### EXERCISE GOAL
For the records that follow, give the number of lines containing the word "hiker", with no added text.
··········
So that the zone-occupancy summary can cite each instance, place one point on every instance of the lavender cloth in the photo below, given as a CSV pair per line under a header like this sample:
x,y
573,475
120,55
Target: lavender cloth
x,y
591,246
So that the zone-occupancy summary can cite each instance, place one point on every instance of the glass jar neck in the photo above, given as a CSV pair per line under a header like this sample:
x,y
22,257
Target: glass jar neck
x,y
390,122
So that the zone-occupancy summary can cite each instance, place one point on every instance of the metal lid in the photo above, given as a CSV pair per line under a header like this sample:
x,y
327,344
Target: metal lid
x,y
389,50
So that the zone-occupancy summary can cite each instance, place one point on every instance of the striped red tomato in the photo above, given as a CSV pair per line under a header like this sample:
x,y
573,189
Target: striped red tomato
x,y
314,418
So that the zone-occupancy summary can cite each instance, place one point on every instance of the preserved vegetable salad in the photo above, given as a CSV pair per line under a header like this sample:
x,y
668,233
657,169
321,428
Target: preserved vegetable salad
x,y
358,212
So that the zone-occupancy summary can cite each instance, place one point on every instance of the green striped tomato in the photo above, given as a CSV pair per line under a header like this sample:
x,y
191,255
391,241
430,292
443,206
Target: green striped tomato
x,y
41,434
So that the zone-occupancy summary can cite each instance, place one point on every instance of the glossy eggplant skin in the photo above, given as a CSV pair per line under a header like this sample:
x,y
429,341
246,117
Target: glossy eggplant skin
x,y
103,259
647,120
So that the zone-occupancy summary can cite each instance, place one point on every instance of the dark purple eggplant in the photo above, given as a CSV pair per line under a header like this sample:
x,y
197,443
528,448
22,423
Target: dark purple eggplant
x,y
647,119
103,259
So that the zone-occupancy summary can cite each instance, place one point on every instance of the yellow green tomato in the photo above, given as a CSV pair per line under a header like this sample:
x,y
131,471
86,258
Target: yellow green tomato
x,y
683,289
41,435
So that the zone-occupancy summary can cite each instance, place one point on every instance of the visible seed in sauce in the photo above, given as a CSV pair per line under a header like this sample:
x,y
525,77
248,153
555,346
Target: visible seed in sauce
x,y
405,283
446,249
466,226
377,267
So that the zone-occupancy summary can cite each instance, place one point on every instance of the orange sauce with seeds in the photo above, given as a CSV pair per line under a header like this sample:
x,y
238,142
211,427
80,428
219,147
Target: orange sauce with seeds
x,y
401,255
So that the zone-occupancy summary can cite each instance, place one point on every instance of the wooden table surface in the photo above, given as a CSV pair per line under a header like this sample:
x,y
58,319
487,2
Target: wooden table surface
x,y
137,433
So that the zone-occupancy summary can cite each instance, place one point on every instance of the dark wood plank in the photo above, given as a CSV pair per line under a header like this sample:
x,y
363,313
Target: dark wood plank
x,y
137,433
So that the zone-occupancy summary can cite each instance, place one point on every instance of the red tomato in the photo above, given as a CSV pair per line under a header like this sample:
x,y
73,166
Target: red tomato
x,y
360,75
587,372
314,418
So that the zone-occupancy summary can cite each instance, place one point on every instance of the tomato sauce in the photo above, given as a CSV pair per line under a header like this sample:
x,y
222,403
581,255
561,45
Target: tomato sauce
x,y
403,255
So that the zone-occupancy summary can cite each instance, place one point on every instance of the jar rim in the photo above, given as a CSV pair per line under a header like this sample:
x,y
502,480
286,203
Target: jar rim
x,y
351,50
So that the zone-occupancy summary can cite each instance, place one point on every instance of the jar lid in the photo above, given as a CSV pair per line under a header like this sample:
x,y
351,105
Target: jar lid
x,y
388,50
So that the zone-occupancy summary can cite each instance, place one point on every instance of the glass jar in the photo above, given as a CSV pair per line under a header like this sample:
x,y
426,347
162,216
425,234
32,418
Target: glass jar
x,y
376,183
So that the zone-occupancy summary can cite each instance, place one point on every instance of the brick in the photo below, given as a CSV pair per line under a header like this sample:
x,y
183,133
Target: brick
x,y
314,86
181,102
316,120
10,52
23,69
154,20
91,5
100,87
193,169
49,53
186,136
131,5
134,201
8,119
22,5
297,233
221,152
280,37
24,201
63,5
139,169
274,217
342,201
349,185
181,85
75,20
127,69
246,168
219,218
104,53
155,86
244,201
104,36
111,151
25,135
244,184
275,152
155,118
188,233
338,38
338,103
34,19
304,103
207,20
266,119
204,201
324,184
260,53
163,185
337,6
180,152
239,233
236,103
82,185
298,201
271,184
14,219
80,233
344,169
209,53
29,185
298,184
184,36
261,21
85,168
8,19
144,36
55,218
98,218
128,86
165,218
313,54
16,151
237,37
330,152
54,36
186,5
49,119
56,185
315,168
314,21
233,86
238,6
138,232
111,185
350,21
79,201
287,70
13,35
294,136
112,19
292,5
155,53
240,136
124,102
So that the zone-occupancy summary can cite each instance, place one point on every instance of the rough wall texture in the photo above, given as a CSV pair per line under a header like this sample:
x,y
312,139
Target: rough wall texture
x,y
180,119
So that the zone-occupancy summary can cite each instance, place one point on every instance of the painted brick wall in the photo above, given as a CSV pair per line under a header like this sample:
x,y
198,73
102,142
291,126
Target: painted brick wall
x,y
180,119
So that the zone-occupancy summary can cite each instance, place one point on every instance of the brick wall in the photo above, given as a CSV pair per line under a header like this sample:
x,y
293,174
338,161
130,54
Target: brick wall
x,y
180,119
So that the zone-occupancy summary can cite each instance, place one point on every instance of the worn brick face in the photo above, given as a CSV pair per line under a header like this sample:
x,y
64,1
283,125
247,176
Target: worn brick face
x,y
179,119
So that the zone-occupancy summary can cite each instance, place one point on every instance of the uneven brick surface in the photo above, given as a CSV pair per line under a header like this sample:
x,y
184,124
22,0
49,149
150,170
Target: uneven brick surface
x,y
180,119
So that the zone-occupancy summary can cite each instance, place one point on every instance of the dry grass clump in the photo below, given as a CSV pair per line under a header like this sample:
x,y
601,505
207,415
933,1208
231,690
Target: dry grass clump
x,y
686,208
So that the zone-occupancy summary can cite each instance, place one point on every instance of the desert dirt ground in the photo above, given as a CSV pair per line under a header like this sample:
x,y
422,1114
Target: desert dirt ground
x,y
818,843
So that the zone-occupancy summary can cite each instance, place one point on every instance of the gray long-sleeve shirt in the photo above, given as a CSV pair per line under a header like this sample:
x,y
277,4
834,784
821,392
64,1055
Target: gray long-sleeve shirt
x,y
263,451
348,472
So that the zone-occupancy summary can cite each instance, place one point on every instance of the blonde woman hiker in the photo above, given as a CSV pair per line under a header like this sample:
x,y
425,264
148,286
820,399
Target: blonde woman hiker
··········
### WRITTEN REPLY
2